DATASET RECORDS -
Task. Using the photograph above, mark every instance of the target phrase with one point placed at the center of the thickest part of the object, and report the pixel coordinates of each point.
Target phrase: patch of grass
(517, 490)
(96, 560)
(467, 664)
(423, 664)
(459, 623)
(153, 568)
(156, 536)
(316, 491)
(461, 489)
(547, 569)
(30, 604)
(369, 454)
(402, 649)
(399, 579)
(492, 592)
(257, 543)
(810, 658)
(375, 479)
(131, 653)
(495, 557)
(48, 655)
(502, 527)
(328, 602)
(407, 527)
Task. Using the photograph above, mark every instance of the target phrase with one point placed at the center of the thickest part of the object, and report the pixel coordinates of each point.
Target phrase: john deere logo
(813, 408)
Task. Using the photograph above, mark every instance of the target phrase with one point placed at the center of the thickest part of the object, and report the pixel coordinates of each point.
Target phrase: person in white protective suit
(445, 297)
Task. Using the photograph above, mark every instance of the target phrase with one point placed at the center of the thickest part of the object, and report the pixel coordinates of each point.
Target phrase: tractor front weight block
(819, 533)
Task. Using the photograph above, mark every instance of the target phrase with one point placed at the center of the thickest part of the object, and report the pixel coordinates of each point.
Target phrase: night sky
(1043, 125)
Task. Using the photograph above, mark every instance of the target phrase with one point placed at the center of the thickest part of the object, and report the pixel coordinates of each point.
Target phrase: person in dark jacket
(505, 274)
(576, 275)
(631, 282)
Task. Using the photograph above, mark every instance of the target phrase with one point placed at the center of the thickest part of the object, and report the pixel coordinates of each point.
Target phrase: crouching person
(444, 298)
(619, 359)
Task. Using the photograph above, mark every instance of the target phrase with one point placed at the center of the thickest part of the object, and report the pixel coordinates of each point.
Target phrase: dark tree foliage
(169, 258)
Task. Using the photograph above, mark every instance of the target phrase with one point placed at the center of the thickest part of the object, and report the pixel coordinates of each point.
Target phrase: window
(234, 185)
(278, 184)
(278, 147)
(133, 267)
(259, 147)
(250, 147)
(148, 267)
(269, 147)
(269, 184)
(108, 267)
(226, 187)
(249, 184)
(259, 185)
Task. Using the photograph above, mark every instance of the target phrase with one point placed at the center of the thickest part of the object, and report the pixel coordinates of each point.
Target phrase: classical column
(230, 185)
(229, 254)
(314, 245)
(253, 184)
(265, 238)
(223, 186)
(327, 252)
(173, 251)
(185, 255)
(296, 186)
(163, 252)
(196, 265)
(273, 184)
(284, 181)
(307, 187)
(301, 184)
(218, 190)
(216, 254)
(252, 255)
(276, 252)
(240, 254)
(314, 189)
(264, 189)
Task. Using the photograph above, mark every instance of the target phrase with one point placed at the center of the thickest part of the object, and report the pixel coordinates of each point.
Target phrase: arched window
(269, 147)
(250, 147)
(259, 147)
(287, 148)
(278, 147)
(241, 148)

EXERCISE INSTRUCTIONS -
Retype the material above, character for character.

FINISHED TASK -
Task. Using the photograph above, mark every instance of the target phrase with one point placed at the center of the thickest part of the object, and report the pixel coordinates of each point.
Target phrase: patch of grass
(517, 490)
(96, 560)
(467, 664)
(423, 664)
(459, 623)
(153, 568)
(156, 536)
(316, 491)
(461, 489)
(547, 569)
(30, 604)
(369, 454)
(402, 649)
(399, 579)
(492, 592)
(257, 543)
(810, 658)
(375, 479)
(131, 653)
(495, 557)
(48, 655)
(502, 527)
(328, 602)
(407, 527)
Task. Using the photograph above, mark every instance of the target phrase with one point placed at the center of the thickest part of the object, and report the pixel coordinates of each point.
Target phrase: john deere logo
(813, 408)
Task. Using the photograph above, mark every instance of the target phrase with one point placed at the center of the thickest part of the object, and report the pixel coordinates of each point.
Target phrase: person in white protective suit
(445, 297)
Task. Using the photograph above, mark every instance of the target phrase with one point placed at the center of the thickest part of the object, and report the pixel coordinates of each point.
Target phrase: tractor front weight block
(819, 533)
Task. Using the photograph above, mark every instance of the target phrase with one point placed at the center of the thickest part of the object, and report the pixel coordinates of each point.
Target phrase: night sky
(1043, 125)
Task. Using the photograph above, mark every instance of the target phrase with one point placed at the center of the thickest part of the object, and report the pixel coordinates of each point.
Target phrase: person in dark jacket
(505, 274)
(576, 275)
(631, 282)
Task. Using the photograph above, mark every instance of the target phrase with one point placed at the center of the thickest part of the object, and report the pixel coordinates of each point.
Target phrase: crouching person
(444, 298)
(619, 359)
Task. Using the photograph above, mark every instance of the target phrase with one point placed at the center of the thickest part of the object, and report the pixel coordinates of each point.
Target phrase: dark tree foliage
(169, 258)
Task. Using the photograph above, mark every instance of the target phrase with one point placed at the center of the thickest part of the object, and report the pixel coordinates of each point.
Target phrase: window
(234, 185)
(278, 184)
(278, 147)
(133, 267)
(259, 147)
(250, 147)
(148, 267)
(269, 147)
(269, 184)
(108, 267)
(226, 187)
(249, 184)
(259, 185)
Task. Using the photograph above, mark every instance of the target phrase with one point placed at the center of the thickest part of the object, and report the pixel coordinates of each point.
Target phrase: classical column
(230, 185)
(229, 254)
(314, 245)
(253, 184)
(265, 238)
(223, 186)
(327, 252)
(173, 251)
(185, 255)
(296, 186)
(163, 252)
(196, 265)
(273, 184)
(284, 181)
(307, 187)
(301, 184)
(218, 190)
(216, 254)
(252, 255)
(276, 252)
(240, 254)
(314, 189)
(264, 189)
Task. Using the photograph above, mark every instance of the target phrase with one point placed at the center of the thickest part of the object, and report the pixel coordinates of each point.
Target phrase: arched window
(269, 147)
(250, 147)
(259, 147)
(287, 148)
(278, 147)
(241, 148)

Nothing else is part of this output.